** Description of the task **
Here the job is to repeat the listing exactly, but not the pictures in it.

** Records for this exercise **
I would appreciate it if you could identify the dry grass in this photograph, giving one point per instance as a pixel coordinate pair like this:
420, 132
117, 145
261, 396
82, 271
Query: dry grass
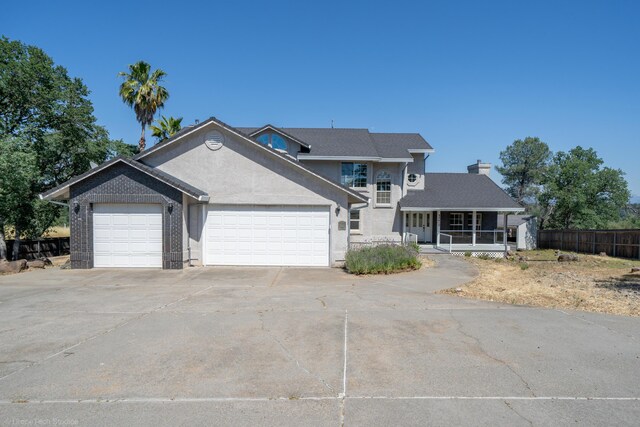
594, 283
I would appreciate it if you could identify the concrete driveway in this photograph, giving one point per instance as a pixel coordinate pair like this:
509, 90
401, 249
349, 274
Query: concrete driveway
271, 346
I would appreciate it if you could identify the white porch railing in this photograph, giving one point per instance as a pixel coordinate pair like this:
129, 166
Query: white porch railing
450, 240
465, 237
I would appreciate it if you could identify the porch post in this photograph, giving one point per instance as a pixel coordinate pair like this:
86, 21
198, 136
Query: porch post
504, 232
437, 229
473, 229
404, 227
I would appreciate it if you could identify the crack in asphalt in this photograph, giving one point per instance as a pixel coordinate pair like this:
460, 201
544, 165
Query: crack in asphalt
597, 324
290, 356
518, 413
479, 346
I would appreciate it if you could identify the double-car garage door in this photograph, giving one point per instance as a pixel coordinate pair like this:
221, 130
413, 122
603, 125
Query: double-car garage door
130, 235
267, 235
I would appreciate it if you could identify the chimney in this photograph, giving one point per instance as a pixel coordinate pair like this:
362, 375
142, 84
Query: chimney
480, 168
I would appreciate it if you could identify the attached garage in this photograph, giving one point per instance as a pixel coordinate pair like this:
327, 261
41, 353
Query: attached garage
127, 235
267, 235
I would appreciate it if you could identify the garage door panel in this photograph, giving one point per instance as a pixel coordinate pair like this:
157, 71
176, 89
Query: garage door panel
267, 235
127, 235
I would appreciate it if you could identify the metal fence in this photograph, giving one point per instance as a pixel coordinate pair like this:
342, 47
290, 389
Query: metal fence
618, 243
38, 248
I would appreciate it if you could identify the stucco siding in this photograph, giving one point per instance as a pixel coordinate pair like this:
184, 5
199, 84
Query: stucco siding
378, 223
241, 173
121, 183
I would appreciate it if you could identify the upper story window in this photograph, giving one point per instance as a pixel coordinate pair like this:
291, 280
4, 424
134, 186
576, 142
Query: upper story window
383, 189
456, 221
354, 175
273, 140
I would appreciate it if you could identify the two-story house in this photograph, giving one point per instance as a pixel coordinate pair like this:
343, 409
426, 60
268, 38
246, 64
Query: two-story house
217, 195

** Result for this task **
I would appreciate it if you could identify the dry grass in this photograph, giving one point per instance as a pixel coordinate pair like this:
420, 132
117, 145
261, 396
82, 271
Query: dry grass
594, 283
I would appreciate it if you could identify the concrete driveway in this photograph, giving one point per instance as a pixel coordinate pair like this:
509, 90
401, 249
349, 274
Query: concrete driveway
271, 346
I would appreciate it if you could identify the white porch railing in this photograph, giving one point per instance as a pixel coordinate pair like this:
129, 166
Query: white porch railing
450, 240
465, 237
I would appreciate it if you could identify the porch post in this photograph, giving one point per instance as a pixel coordinate pair like this:
86, 21
198, 136
Query: porch post
504, 232
437, 229
473, 229
404, 227
I would appreciate it if you could identify the crack in asphalt in this photograph, giving one point per instance as a pixel coordinate pair like this:
460, 201
544, 165
Query: crack in asphalt
597, 324
290, 356
518, 413
479, 346
I would appreciate it if you could identify the double-car garage door in this photograph, giving one point per instance as a pixel coordinate pair like this:
221, 130
413, 122
603, 125
Query: double-car garage door
130, 235
267, 235
I would appreciate it if you could identify the chimney in this photograph, giving one point per instance as a pixel coordinate pair like this:
362, 375
142, 84
Query: chimney
480, 168
I would appreciate it if you could identify the attached garage in this photograph, giving one point per instance as a pixel coordinate pair like this:
327, 261
41, 353
Query: attached garage
127, 235
267, 235
I would appreciate it if you could identify the garage door panel in this photograph, giving one point per instance as a pixel coordinate pair like this:
157, 71
176, 89
Query: garage door panel
267, 235
127, 235
I would appreciate it if you could identify the metal fence in this photograph, giving one point per instance as a pixel coordinate pair like this:
342, 47
290, 389
Query: metal fence
618, 243
38, 248
I would appreciate it if you could identify the stucco siding in this photograph, giving one point per instance as a pixel coordinate pair like this:
184, 5
199, 84
Query: stucco siding
378, 223
241, 173
121, 183
I would appreciate it if you could identify the upper story window in this photograph, giving one point per instance as a pixel coordinate pair like this:
291, 280
4, 424
134, 186
576, 142
Query: upper story window
383, 189
456, 221
354, 175
273, 140
I would appreciate it if you could identify the two-story house in this photograph, giving one point per instance as a pixel coordinate pair like this:
343, 409
426, 60
268, 38
246, 64
Query: two-story house
217, 195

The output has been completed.